**EXTRACT TO READ**
________________________

When I decided to start my Confidence Project, I did a bit of market research from several bloggers and YouTubers that I enjoy to hear what they had to say about confidence.

Granted, many of these voices are Christian or Catholic ones, so most of their advice comes from scripture and is more big-picture focused: “Know that your value comes from God.” “Trust in the Lord and rely not on your own understanding.” “I can do all things through Christ who strengthens me.” And so on and so forth.

On the other hand, I was also getting big-picture advice from more secular, mainstream voices: “Fake it till you make it.” “Ignore the haters.” “What’s wrong with being, what’s wrong with being, what’s wrong with being confident?” (Thanks Demi Lovato.)

I’m not saying this advice isn’t well-meaning. My thoughts on these maxims could make a whole other post. However, when I have tried to follow this advice, it has always escaped me when I needed it the most. In moments when I’m overwhelmed by a world that values me based on my relationship status and my salary, it’s difficult to believe that my worth is found in God alone. When I feel immense pressure to please everyone else, I can’t bring myself to ignore the haters.

What I needed was a list of action-oriented, concrete, and practical rules in order to battle against the waves of insecurity and self-doubt in the moment. I called them my Golden Rules of Confidence. I didn’t want to make an arbitrary list at the beginning of the year and try to apply it to the rest of the year. I wanted this list to be a compilation of truths I discovered along the way.

Little-known fact about me: I have a Ph.D. in Self-Criticism. I’m sure many of you can relate. To be fair, examining your conscience is a good skill to have, but constant negative self-talk has no place in authentic confidence.

________________________

**DATA SHOWN**

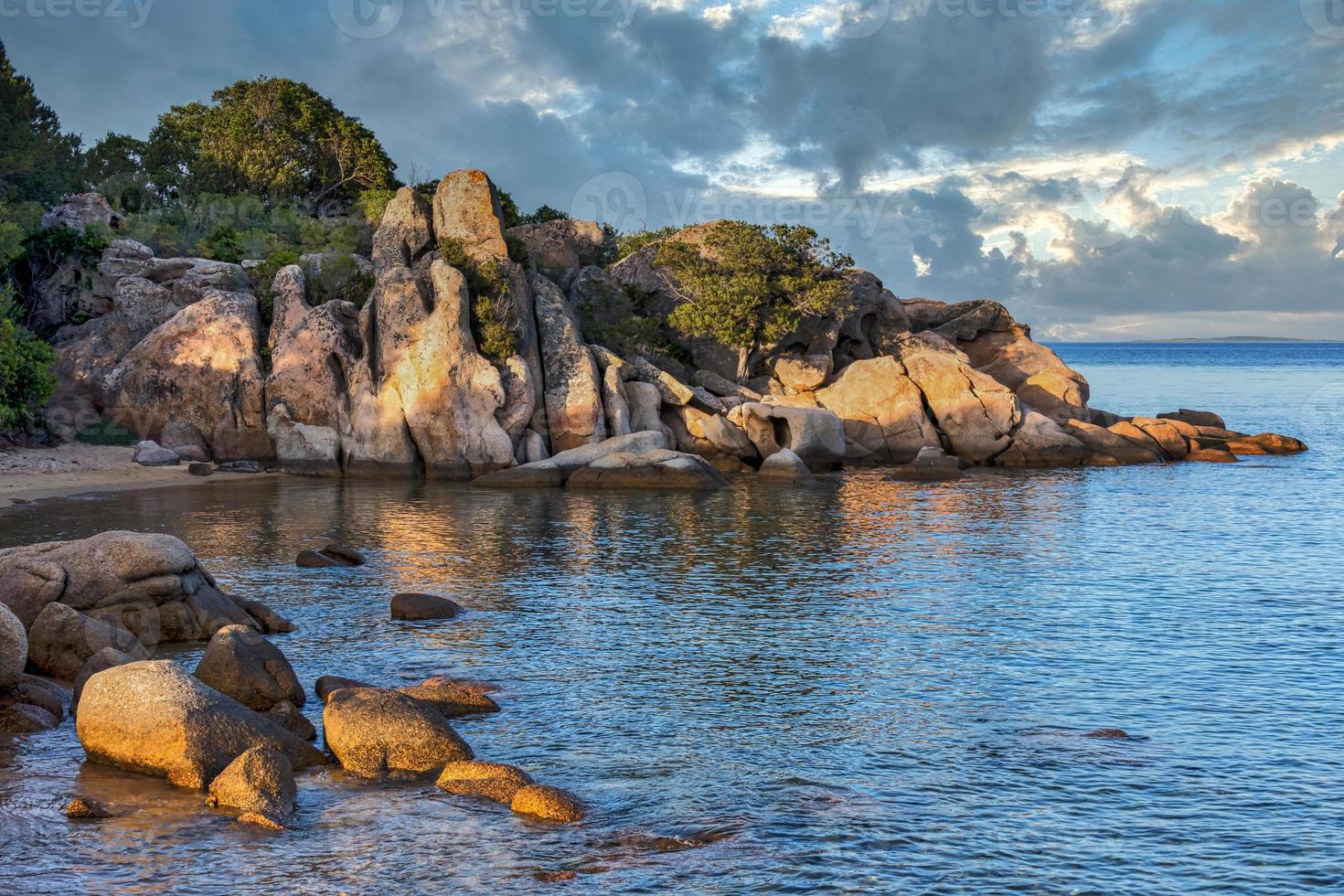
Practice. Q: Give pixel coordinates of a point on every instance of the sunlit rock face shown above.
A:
(400, 384)
(200, 368)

________________________

**PROBLEM A**
Please list the quoted pieces of advice from Christian or Catholic voices in the post about confidence.
**PROBLEM B**
In the post about confidence, what name did the writer give to the list of practical rules?
The material has no connection to the post about confidence.

**REPLY A**
- "Know that your value comes from God."
- "Trust in the Lord and rely not on your own understanding."
- "I can do all things through Christ who strengthens me."

**REPLY B**
Golden Rules of Confidence